DIRECTIONS: Decide whether each statement below agrees with the coworking article, answering yes or no and quoting the words of the article that settle it. (a) JLL expects coworking to overtake the traditional serviced office model by 2020. (b) Servcorp is described as an American company. (c) JLL forecasts that the space requirement per person will rise.

TEXT BLOCK:
-*-*-

The future is flexible
More than 1.2 million people are now working from coworking spaces worldwide. As coworking options expand across Australia, what can property owners do to create new value for customers?
Coworking is no longer limited to freelancers and tech start-ups. By the end of 2017, nearly 1.2 million people operated from coworking spaces worldwide – and this number is rising rapidly as large corporates embrace coworking as a space and cost saver, an ideas incubator and as a collaboration tool.
According to JLL research, 42 percent of the global space market is controlled by just three companies. IWG has more than 3,000 centres under the banners of Regus, Spaces and four other subsidiaries. WeWork, recently valued at $20 billion, has 171 spaces in 21 countries. And Australian company Servcorp has sold serviced office space since 1978.
The estimated 7,600 flexible space operators worldwide highlights the fragmented nature of the industry.
But JLL forecasts a “flexible space revolution”, which will reduce vacancy rates while bringing down the space requirement per person from 18 sqm today to 14 sqm.
JLL thinks coworking will overtake the traditional serviced office model by 2020 as more and more corporates jump on board.
“Corporates are increasingly turning to flexible and optimally-serviced workspaces. And it’s easy to see why, as shared spaces offer no fixed capital investment, can enhance collaboration and innovation, and are more flexible,” says JLL’s Victoria office leasing director Natarsha Logan.
“But coworking is just one part of the model, which is really about responding to the customers’ need for flexibility,” Logan adds.
“Though it is not always easy to categorise flexible space business models, our research shows we now have more coworking providers than serviced office providers in Melbourne’s CBD and fringe markets.
“Many of Melbourne’s serviced office providers are well established and have multiple locations and still account for approximately 52 per cent of all flexible space. Coworking providers are a rapidly growing sub-sector of the flexible space market,” Logan adds.
David Cannington, Investa’s head of research and strategy, has been “teasing out the depth of demand” for coworking. And his conclusion is clear. “It’s not a one-size-fits-all market.”
A variety of offerings are available to meet every market – from the standard model loved by start-ups and small businesses, to executive business lounges for the top end of town, and from digital dens for code cutters to university campus style spaces where socialising is central.
Cannington says the biggest opportunity for building owners is to see coworking as a strategy to help tenants manage overflow space.
“An institutional business needing to expand its team for a short-term project doesn’t want to take on a long-term lease. But they don’t need one desk – they need a whole floor. The coworking model can meet that need,” he says.
Interior architect Kyrstyan Mcleod, a senior associate with HASSELL, says there are several key ingredients to a productive coworking space.
The first is unique, centralised buildings close to public transport and amenities. Coworkers are looking for “high ceilings, ample natural light and airflow – essentially a space with unique qualities inherent in the architecture, something that you wouldn’t ordinarily experience if you were working in a traditional corporate-style office,” she says.
Connectivity is also central, Mcleod says.

-*-*-

LISTED ENTRIES:
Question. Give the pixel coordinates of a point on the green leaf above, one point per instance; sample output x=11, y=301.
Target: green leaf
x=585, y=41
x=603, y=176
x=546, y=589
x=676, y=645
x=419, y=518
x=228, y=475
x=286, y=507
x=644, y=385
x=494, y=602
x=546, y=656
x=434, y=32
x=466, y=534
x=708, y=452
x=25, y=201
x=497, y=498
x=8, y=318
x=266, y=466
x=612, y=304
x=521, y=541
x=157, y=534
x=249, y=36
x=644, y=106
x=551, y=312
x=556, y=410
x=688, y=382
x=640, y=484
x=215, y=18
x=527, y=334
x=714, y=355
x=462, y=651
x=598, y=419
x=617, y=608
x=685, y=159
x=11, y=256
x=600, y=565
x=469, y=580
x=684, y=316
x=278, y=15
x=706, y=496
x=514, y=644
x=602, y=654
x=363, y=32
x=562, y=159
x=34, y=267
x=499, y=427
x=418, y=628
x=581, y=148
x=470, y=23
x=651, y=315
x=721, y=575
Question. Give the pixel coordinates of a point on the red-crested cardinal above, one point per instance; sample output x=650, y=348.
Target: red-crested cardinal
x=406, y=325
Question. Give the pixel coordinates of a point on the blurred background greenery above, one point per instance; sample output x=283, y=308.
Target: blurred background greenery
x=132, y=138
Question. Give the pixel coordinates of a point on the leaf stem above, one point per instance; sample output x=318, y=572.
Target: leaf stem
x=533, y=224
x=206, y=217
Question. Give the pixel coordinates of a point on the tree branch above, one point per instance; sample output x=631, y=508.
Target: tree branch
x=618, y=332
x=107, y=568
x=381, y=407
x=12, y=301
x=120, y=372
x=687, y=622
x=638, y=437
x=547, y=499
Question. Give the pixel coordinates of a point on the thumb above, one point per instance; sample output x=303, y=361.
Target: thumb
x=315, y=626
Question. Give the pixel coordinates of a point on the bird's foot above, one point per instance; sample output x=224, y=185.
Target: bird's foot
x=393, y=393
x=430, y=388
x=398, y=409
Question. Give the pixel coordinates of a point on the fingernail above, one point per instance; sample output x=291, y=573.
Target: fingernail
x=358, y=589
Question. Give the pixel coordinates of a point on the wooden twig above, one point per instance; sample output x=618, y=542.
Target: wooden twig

-*-*-

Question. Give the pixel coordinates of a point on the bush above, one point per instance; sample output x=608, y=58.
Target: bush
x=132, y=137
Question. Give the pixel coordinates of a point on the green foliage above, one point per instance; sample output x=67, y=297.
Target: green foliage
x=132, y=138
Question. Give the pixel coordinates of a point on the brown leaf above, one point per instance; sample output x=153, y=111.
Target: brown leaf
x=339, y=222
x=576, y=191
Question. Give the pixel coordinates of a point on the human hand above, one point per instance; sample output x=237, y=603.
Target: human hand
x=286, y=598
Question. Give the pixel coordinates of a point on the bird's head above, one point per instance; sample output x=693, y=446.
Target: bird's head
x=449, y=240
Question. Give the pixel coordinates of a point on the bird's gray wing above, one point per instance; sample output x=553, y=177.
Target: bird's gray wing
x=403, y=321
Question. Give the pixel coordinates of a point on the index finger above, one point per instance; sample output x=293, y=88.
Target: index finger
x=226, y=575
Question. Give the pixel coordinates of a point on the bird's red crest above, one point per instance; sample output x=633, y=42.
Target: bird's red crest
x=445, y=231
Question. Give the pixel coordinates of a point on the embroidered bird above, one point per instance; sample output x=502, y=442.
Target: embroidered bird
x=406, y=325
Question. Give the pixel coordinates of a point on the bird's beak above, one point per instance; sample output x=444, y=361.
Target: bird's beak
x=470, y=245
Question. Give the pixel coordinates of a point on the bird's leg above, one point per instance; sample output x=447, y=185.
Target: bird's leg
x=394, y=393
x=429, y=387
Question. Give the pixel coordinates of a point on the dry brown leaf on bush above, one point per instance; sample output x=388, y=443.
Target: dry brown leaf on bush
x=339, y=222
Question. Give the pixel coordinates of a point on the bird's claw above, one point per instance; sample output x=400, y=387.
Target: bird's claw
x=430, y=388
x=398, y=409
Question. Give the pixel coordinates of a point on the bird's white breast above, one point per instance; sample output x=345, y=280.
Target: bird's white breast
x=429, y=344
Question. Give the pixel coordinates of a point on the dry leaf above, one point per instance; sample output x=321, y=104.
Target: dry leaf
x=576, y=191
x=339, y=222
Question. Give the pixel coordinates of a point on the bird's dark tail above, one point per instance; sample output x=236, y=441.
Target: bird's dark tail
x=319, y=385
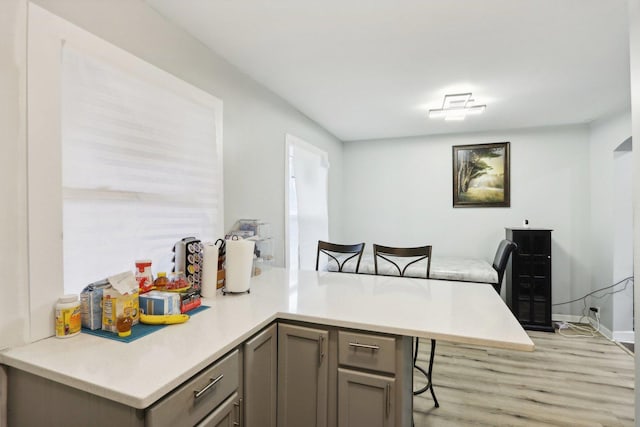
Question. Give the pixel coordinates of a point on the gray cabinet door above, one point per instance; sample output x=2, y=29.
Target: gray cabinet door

-*-*-

OUTPUT OF THE TASK:
(a) Yes: "JLL thinks coworking will overtake the traditional serviced office model by 2020"
(b) No: "And Australian company Servcorp has sold serviced office space since 1978."
(c) No: "bringing down the space requirement per person from 18 sqm today to 14 sqm"